Problem to solve ▸
The records should be repeated word for word, pictures excluded.

Supplied material ▸
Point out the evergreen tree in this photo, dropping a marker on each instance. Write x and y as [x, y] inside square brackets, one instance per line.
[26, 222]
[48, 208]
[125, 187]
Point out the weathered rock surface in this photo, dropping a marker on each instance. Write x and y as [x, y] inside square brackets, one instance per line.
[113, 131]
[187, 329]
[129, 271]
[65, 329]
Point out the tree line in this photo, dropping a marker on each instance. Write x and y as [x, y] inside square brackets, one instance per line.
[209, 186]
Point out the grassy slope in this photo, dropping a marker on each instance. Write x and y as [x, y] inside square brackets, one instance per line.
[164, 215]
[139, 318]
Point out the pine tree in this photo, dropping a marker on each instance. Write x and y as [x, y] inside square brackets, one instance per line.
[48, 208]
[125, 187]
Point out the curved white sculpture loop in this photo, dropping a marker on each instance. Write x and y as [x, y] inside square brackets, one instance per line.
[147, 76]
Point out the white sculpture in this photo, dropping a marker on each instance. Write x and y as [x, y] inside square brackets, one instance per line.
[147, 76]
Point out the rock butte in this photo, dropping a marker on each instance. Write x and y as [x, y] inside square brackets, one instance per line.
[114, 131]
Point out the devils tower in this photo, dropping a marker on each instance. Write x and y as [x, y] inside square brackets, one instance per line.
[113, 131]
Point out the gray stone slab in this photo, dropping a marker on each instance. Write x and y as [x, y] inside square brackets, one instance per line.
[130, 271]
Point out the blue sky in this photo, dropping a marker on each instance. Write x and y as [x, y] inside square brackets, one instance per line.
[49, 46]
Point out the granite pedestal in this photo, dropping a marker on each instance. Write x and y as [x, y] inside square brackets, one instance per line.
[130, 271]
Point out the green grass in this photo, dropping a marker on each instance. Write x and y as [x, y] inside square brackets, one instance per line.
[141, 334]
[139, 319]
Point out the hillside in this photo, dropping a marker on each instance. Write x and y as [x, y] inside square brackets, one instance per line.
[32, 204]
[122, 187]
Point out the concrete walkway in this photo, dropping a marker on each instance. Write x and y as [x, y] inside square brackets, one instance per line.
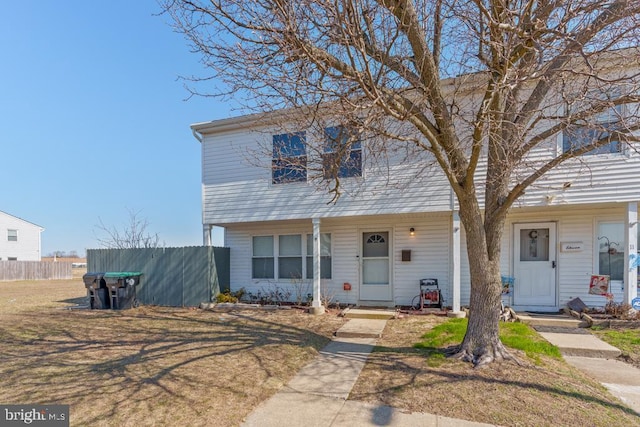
[317, 395]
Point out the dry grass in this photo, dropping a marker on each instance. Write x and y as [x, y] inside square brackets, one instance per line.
[147, 366]
[550, 393]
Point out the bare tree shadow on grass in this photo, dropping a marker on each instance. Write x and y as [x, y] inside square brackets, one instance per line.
[151, 365]
[452, 388]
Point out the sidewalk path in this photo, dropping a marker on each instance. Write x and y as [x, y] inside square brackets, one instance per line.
[317, 395]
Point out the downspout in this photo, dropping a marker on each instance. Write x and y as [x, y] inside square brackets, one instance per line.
[196, 135]
[206, 228]
[455, 258]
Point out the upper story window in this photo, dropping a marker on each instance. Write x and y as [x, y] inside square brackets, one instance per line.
[342, 157]
[594, 128]
[289, 163]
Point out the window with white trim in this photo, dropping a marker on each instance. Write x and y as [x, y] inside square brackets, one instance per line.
[610, 245]
[596, 127]
[288, 257]
[289, 162]
[342, 154]
[263, 258]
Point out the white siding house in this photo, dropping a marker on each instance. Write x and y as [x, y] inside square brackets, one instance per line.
[579, 221]
[19, 239]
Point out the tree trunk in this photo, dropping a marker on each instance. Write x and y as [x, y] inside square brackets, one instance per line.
[481, 344]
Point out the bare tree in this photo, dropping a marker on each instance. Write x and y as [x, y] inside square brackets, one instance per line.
[135, 234]
[479, 89]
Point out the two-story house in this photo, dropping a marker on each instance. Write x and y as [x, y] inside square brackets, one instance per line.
[396, 224]
[19, 239]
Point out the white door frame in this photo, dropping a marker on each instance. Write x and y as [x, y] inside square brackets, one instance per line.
[525, 296]
[383, 292]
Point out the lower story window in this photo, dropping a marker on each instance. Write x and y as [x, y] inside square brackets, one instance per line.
[610, 244]
[288, 257]
[262, 261]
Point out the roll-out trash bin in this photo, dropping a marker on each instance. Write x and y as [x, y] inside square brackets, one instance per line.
[96, 290]
[121, 287]
[115, 290]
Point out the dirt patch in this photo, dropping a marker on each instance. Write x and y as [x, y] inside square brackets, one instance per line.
[150, 365]
[545, 393]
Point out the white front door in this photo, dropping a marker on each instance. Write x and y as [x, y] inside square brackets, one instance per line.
[535, 266]
[375, 266]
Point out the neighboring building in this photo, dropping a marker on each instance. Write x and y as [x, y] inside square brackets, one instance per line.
[389, 230]
[19, 239]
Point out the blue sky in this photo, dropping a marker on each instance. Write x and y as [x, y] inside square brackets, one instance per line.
[94, 121]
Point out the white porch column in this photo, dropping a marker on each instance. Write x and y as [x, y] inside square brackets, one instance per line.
[316, 304]
[206, 234]
[631, 249]
[455, 266]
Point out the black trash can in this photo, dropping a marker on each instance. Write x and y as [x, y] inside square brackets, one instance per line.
[121, 289]
[96, 290]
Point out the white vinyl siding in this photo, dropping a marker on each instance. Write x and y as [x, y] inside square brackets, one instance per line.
[20, 239]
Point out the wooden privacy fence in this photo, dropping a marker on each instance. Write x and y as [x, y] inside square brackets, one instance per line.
[170, 276]
[34, 270]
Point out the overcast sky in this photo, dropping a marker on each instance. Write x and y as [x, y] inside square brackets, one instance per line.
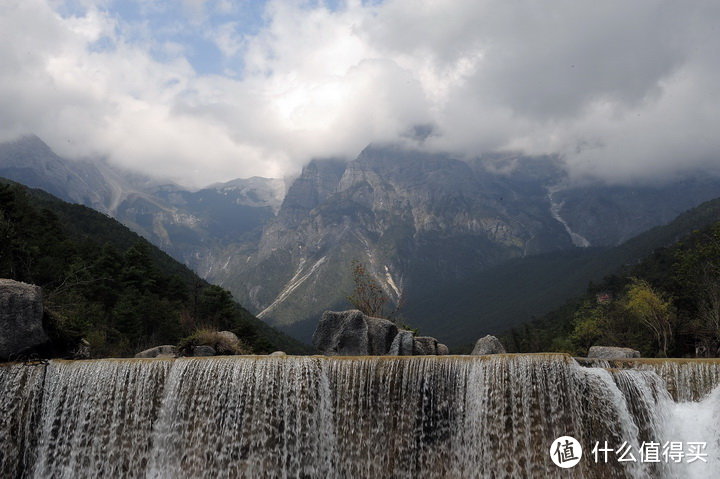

Solution to this exercise ▸
Point out the evergreen tree in this photo, dropping a marker on each instance. Write x and y as [x, y] inside square brackets, one instance per line.
[26, 222]
[48, 208]
[125, 187]
Point out the weathered rock surface in this photo, dropping a marker on each instance. Write x and y as [x, y] inside square brackets, one instance per line.
[113, 131]
[187, 329]
[129, 271]
[65, 329]
Point out the tree line in this photo, dropping a marker on each instance. Write x and y as [x, y] inside square brackets, one instance per line.
[209, 186]
Point out the grassy slope in this photo, dropping a marker on each instance. Write x and y as [x, y] inside square brackets, one instance per line.
[164, 215]
[139, 318]
Point out the pine tree in this photo, dropping a marker on each instance. Write x and y as [x, y] inside square brackets, one instance per line.
[48, 208]
[125, 187]
Point out the curved white sculpture loop in this photo, dropping a marker on each instance. Write x and y as [x, y] inside square brackets, one instance per line.
[147, 76]
Point out the white sculpture in this photo, dropping a marker on each instance. Write x and y as [x, y] inside square brackets, one instance per line.
[147, 76]
Point out the rock butte in this photo, dropping a marker on each instance. Write x and y as [x, y] inside square brackets, one instance per line.
[114, 131]
Point out the devils tower in this photo, dropping a marker on each instance. Write x and y as [x, y] inside square brackets, one instance per line.
[113, 131]
Point out the gray stone slab in this photo, dropping a marker on each instance. Write x and y as [x, y] inside square brackets, one instance per line.
[130, 271]
Point out the blue sky in this photo, dropping a marker on each instance. Write x and y as [x, y] inside square brackets, one instance per line.
[49, 46]
Point out the granite pedestal in this photo, dropping a marker on each instance. Write x and y as [x, y] inside square brackets, one instance per line.
[130, 271]
Point out the green grass in this photo, dropping a marker on each instance. Write x and y as [x, y] inside square brackets, one instance per line.
[141, 334]
[139, 319]
Point out the hillside in this photo, dropping a marker on each instance. Write x and y as [x, y] inside square brackets, one instance per line.
[32, 204]
[122, 187]
Point out the concrete walkway in this photo, dropping a marker on each instance. Write x and y as [x, y] inside square brackets, one instance per line.
[317, 395]
Point out the dry grass in this photo, dropping a marker on each instance. Write x and y as [x, y] inside square brackets, one instance per line.
[147, 366]
[550, 393]
Point out the bare tree shadow on grass in this photo, dropping a marker on each instance. Write x and y as [x, y] inside square brackets, one instance per line.
[151, 365]
[452, 388]
Point out the sidewalk path in this photo, dropping a marker on each instance. Write x and y as [x, y] inside square brackets, one instance per line.
[317, 395]
Point out the downspout in this photo, dropping a marker on each instance. Write x and y as [x, y] inside square brackets, one instance per line.
[196, 135]
[206, 228]
[455, 258]
Point out the upper story window in this photo, dropping a marker on each instance. Write x and y as [x, y] inside square brackets, one instance per line.
[342, 157]
[594, 128]
[289, 163]
Point out the window with white trim in this photo, dropping a marker on each instance. Write x and y as [x, y] inside square brackets, one instance per line.
[610, 245]
[596, 127]
[288, 257]
[289, 162]
[342, 154]
[263, 258]
Point out the white siding house in this photo, dropping a marker on each instance. Write x and y as [x, y] inside square brackets, one instance per line.
[579, 221]
[19, 239]
Point out the tree trunk in this photo, dropping a marker on each instance. Write x and y as [x, y] inside square brackets, one instance per line.
[481, 344]
Point out the bare tree in this photo, dropping a marker on each instance. Write x and y as [x, y] inside square brackets, one instance per line.
[135, 234]
[479, 89]
Point out the two-story house in this photo, dropping a marker on each instance. Write x and y as [x, y] inside square brackets, one instance per line.
[396, 224]
[19, 239]
Point out the white door frame in this photo, dropping a marker on each instance. Write x and y as [x, y] inside square brackets, one instance per line.
[525, 296]
[383, 292]
Point out the lower story window in this photo, dropping a marker on each instance. Write x and y as [x, y] inside square brackets, one instance per line.
[610, 244]
[288, 257]
[262, 261]
Point out the roll-out trash bin in this photo, dropping a marker on each instance. Write x and y as [x, y] inside square brackets, one instance per line.
[96, 290]
[121, 287]
[115, 290]
Point out the dirt patch in this photo, dropping a marker on each instance. Write x and y as [x, y] inside square brackets, one instance per line.
[150, 365]
[545, 393]
Point out the white front door in this photo, dropping a marker on each instance. Write x and y as [x, y] inside square brackets, one instance per line.
[535, 266]
[375, 266]
Point out the neighboring building in this photo, dropping a marker on each instance. Write x and y as [x, y] inside square brackets, one instance per line.
[389, 230]
[19, 239]
Point out the blue sky in this photo, dropping a marker on each instance. Write x and y as [x, y] inside square brackets, one instance per line.
[94, 121]
Point out the white porch column in this photo, dropping a marker on each instance. Write x and y as [x, y] inside square brackets, one instance per line.
[316, 304]
[206, 234]
[631, 249]
[455, 266]
Point out the black trash can in this photo, dropping a marker on each instance. Write x and y as [x, y] inside square brackets, one instance per line.
[121, 289]
[96, 290]
Point out the white vinyl siding in this photo, dropping a marker on each instance. Write x and y as [x, y] inside square brackets, one instance per line.
[20, 239]
Point out the wooden privacy fence in this photo, dropping a marker on each instance. Write x and y as [x, y] inside square brackets, one instance per line.
[170, 276]
[34, 270]
Point out the overcast sky in this photo, dropping a marker on each instance. Write x and y as [x, y] inside square brackets, one instance per line.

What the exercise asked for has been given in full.